◆ TRY IT: Return every entry below without altering a word.

◆ STUDY MATERIAL:

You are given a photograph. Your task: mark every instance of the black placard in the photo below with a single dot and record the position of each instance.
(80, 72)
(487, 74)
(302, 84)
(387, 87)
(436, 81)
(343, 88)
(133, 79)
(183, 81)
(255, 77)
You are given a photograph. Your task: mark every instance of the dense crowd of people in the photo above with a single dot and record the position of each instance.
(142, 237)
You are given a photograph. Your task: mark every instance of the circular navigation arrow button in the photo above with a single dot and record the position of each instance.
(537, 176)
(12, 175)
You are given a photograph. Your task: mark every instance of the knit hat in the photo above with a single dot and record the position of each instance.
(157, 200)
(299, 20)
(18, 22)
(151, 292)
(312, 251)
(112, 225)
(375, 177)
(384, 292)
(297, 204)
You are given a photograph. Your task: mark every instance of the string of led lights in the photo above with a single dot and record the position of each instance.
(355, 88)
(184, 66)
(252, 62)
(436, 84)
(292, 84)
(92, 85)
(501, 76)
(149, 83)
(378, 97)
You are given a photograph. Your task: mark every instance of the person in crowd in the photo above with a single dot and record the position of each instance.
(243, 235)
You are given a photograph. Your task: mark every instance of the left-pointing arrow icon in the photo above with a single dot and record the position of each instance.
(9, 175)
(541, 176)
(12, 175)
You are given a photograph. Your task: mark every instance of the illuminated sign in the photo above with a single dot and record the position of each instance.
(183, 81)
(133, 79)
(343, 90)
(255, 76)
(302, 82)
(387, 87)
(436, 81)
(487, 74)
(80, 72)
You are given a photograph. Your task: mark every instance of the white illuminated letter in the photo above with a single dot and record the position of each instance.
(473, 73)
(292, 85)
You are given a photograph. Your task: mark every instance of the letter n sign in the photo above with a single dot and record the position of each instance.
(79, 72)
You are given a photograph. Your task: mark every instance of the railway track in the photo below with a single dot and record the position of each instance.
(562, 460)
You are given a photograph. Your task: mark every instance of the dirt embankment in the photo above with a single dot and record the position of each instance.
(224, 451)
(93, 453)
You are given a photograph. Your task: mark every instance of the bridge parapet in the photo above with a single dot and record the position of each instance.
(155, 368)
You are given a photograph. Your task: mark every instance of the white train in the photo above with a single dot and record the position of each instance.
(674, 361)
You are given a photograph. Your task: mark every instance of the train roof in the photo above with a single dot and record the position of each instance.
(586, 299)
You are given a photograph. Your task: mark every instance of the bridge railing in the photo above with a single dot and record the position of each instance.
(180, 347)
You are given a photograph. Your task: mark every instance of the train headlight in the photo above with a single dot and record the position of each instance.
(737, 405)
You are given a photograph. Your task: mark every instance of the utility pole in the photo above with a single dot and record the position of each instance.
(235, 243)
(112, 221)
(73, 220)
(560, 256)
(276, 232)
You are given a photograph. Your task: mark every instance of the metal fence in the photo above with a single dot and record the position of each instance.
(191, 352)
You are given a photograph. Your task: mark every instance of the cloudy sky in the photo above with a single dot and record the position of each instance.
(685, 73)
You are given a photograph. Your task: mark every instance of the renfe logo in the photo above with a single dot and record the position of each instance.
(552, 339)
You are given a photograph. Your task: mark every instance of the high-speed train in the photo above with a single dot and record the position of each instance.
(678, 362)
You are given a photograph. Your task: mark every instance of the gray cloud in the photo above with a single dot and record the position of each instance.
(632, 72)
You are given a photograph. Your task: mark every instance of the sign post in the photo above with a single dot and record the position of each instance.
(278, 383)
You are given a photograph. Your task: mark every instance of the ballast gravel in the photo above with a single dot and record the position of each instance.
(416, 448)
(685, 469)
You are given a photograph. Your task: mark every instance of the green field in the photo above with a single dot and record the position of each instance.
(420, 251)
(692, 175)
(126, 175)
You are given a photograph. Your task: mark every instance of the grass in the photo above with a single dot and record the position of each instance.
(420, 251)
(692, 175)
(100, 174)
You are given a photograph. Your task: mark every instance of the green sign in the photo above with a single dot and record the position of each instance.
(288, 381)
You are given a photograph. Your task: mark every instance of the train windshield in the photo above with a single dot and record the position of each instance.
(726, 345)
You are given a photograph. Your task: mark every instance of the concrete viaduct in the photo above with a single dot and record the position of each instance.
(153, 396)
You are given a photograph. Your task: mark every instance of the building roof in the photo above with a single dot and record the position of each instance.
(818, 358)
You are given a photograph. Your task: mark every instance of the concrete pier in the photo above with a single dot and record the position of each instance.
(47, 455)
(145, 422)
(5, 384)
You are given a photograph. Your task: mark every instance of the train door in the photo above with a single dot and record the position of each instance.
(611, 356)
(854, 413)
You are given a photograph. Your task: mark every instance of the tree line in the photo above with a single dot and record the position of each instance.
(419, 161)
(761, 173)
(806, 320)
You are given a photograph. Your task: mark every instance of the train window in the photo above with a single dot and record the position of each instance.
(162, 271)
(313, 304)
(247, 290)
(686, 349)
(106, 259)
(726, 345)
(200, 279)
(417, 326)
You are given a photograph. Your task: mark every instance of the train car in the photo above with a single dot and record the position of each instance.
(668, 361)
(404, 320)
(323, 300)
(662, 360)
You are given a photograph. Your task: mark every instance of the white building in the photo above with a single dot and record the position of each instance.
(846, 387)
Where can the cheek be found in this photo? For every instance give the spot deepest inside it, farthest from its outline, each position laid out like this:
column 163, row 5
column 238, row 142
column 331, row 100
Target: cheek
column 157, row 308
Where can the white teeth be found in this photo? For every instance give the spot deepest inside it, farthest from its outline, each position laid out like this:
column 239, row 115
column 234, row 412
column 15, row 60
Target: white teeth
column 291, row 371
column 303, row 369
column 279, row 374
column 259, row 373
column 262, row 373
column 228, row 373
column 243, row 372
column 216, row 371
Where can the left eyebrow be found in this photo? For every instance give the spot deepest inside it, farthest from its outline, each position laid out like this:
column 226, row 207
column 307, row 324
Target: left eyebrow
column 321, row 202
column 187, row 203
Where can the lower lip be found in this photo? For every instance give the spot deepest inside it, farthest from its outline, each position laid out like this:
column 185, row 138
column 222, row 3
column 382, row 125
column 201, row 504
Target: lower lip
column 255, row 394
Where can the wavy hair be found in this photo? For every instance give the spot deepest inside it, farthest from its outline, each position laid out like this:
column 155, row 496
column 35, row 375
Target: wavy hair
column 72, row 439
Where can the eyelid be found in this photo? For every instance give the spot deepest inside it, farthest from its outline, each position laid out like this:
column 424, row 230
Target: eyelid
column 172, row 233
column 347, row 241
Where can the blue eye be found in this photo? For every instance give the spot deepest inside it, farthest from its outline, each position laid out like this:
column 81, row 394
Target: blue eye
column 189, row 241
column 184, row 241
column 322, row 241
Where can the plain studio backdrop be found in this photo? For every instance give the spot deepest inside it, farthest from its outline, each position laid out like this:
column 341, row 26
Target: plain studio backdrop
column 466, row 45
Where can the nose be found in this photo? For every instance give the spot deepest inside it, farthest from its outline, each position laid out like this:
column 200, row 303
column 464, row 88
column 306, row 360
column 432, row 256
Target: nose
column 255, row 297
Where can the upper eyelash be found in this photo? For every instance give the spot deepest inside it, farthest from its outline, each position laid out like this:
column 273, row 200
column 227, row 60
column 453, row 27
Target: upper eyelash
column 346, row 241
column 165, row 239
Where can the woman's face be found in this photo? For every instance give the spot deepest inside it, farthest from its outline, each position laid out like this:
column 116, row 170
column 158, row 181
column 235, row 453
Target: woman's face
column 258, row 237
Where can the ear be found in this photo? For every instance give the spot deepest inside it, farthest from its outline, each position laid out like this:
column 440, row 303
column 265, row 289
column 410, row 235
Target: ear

◆ WRITTEN RESPONSE:
You are given a photograph. Your task: mark every instance of the black placard in the photo below with a single dot and record the position of each instance.
(80, 72)
(487, 74)
(302, 84)
(387, 87)
(436, 81)
(343, 88)
(133, 79)
(183, 81)
(255, 77)
You are given a photograph. Your task: mark every instance of the dense crowd of people in the photo above with a single dot and record the position of each instance.
(142, 237)
You are given a photograph. Your task: mark every instance of the circular navigation arrow button in the photo above with a single dot and record the position of each instance.
(537, 176)
(12, 175)
You are given a photograph. Your task: mark every instance of the knit hat in the photo above with a single dot and record the position of each instance.
(157, 200)
(299, 20)
(18, 22)
(151, 292)
(312, 251)
(112, 225)
(375, 177)
(384, 292)
(297, 204)
You are given a photograph. Your task: mark every instance of the string of led lights in the photo above with a single dot and record the position of each instance.
(355, 88)
(184, 66)
(252, 62)
(436, 84)
(292, 84)
(92, 85)
(501, 76)
(149, 83)
(378, 97)
You are given a photograph. Your task: mark every instance of the person in crowd in the photo above with a single dot and record the position of each instance.
(243, 235)
You are given a photograph. Your task: mark every instance of the left-pointing arrow icon in the photo above with a single dot and record the position of each instance.
(9, 175)
(541, 176)
(12, 175)
You are given a photograph. Your task: mark every instance of the illuminated sign in the photo above with a single dot and record the position of each instance.
(183, 81)
(133, 79)
(343, 90)
(255, 76)
(302, 82)
(387, 87)
(436, 81)
(487, 74)
(80, 72)
You are given a photograph. Your task: mark every instance of the white illuminated letter in the photo above with a single dot and record the position of each instance.
(473, 73)
(292, 85)
You are given a photograph. Your task: mark every instance of the letter n sign in the photo above with a single dot and record the position of each instance.
(79, 72)
You are given a photograph. Your task: mark every instance of the railway track in the photo below with a single dot and record the position of each instance.
(562, 460)
You are given a photograph. Your task: mark every instance of the dirt embankment in the photo above with a single dot and record the position of each instance.
(224, 451)
(93, 453)
You are given a photograph. Your task: mark every instance of the bridge parapet in the photo above with a single dot and record the position of each instance.
(155, 368)
You are given a photograph. Your task: mark every instance of the white train in the photo above with a single dot and record the position of each instance.
(674, 361)
You are given a photograph. Your task: mark every instance of the train roof in the photo above with a single dot and record the position of each instance.
(586, 299)
You are given a photograph. Your task: mark every instance of the bridge railing in the photo above with a single dot and record the position of each instance.
(180, 347)
You are given a photograph. Your task: mark every instance of the train headlight in the photo above with a single dot and record the position of each instance.
(737, 405)
You are given a photograph. Your task: mark every instance of the utility pole in the photo above with a single dot and record the position of each instance.
(235, 243)
(112, 221)
(73, 220)
(560, 256)
(276, 232)
You are given a photograph. Your task: mark every instance of the metal fence in the photo above with a single dot and record the position of each instance.
(191, 352)
You are given a photograph. Your task: mark every instance of the cloudy sky in the photo above with a single dot and record the position of each instance.
(685, 73)
You are given a photograph. Your task: mark every instance of the renfe logo in the photo above with a single dot and record the position of each instance.
(552, 339)
You are given a photograph. Your task: mark every instance of the high-speed train in the photo above with a single dot and record the position of each instance.
(678, 362)
You are given a photograph. Your task: mark every instance of the gray cloud in the photo above with a single dot and record the position of each instance.
(632, 72)
You are given a photograph. Your task: mark every instance of the sign post in the photo above with a single dot and record the position of each instance.
(278, 383)
You are given a photograph. Your task: mark every instance of the ballast gravel in the photo above with a single dot and record the position of each instance.
(416, 448)
(685, 469)
You are given a photograph. Your task: mark every instance of the green field in the photo above with a single dot and record the position of each instance.
(420, 251)
(692, 175)
(126, 175)
You are given a photograph. Your task: mark every instance of the grass in the photo above with a single dot and record the position of each instance.
(420, 251)
(692, 175)
(100, 174)
You are given a photograph. Your task: mark every instance of the green sign in the photo above with a single dot and record the position of each instance.
(288, 381)
You are given a photograph. Your task: mark every instance of the train windshield in the photo above with a single dot and record the position of each instance.
(726, 345)
You are given a photograph. Your task: mark every instance of the concrete viaduct in the photo above with a single dot and record the position of each instance.
(153, 396)
You are given a photograph. Your task: mark every instance of the building roof in the photo above with a single dot and record the position of each instance.
(818, 358)
You are given a photograph. Your task: mark every instance of the concrete pier in the photo above with a single dot and record the position of each instance.
(47, 455)
(145, 422)
(5, 384)
You are given a photograph. Your task: mark every instance of the train door in the photo above with a single dot and record the position of each instance.
(611, 356)
(854, 413)
You are given a photograph. Your task: mark every instance of the tree line in the photo above with a single dot and record the position of each instance.
(419, 161)
(761, 173)
(806, 320)
You are given a photograph. Your task: mark every instance of the train window in the photo above with a single dot and record the position of each instance.
(162, 271)
(313, 304)
(247, 290)
(686, 349)
(106, 259)
(726, 345)
(200, 279)
(417, 326)
You are given a photograph. Your task: mark every instance of the train car in the photo above with a single dot and record the position of each instance.
(668, 361)
(404, 320)
(323, 300)
(662, 360)
You are given a photograph. Your task: mark every instance of the white building in the photo above with a single dot and record the position of each instance.
(846, 387)
Where can the cheek be found in this photo? For every instance give the spot deepest inside it, farthest from its outline, each position laid out like this:
column 163, row 5
column 238, row 142
column 331, row 100
Target: cheek
column 157, row 308
Where can the white teeth be found in this photo? For every instance give the spot deepest inside it, farthest from its outline, each position laid out like this:
column 239, row 115
column 234, row 412
column 15, row 60
Target: white teeth
column 291, row 371
column 303, row 369
column 279, row 374
column 259, row 373
column 262, row 373
column 228, row 373
column 243, row 372
column 216, row 371
Where can the left eyebrow be found in this photo? For every instance give the spot deepest inside it, farthest from its outline, each position laid out like this:
column 226, row 207
column 307, row 324
Target: left eyebrow
column 321, row 202
column 187, row 203
Where can the lower lip be found in this photo? For every instance give the spot deepest inside it, farthest from its outline, each position laid out like this:
column 185, row 138
column 222, row 3
column 382, row 125
column 201, row 504
Target: lower lip
column 255, row 394
Where can the wavy hair be found in this photo? For every instance give the spot deepest inside it, farthest from its outline, each position laid out like this:
column 155, row 496
column 35, row 375
Target: wavy hair
column 72, row 439
Where can the eyelid be found in this photo? For every instance give the spot deepest inside it, farthest from its outline, each position laid out like this:
column 424, row 230
Target: eyelid
column 172, row 233
column 347, row 241
Where can the blue eye be found in this photo? For every instance give the spot deepest inside it, farthest from its outline, each position laid out like this:
column 81, row 394
Target: blue eye
column 189, row 241
column 184, row 241
column 322, row 241
Where can the plain studio backdrop be found in this photo? For every instance give the spot deepest inside it, farthest from its outline, each position laid out like this:
column 341, row 26
Target: plain studio backdrop
column 466, row 45
Where can the nose be found in this photo? For every instance give the spot deepest inside it, farthest from its outline, each position laid out like this:
column 200, row 303
column 464, row 88
column 306, row 360
column 432, row 256
Target: nose
column 255, row 297
Where can the upper eyelash be found in this photo? For every instance give the spot deepest inside it, farthest from its outline, each position laid out like this:
column 273, row 200
column 227, row 60
column 453, row 27
Target: upper eyelash
column 346, row 241
column 165, row 239
Where can the woman's face be found in this photo? For every instance give the spot deepest inside it, farthest from its outline, each position laid out like this:
column 116, row 170
column 158, row 181
column 235, row 453
Target: woman's face
column 258, row 237
Where can the ear be found in this photo? For every instance give the spot deepest inside it, farthest from its outline, each position laid out like this:
column 440, row 303
column 265, row 289
column 410, row 235
Target: ear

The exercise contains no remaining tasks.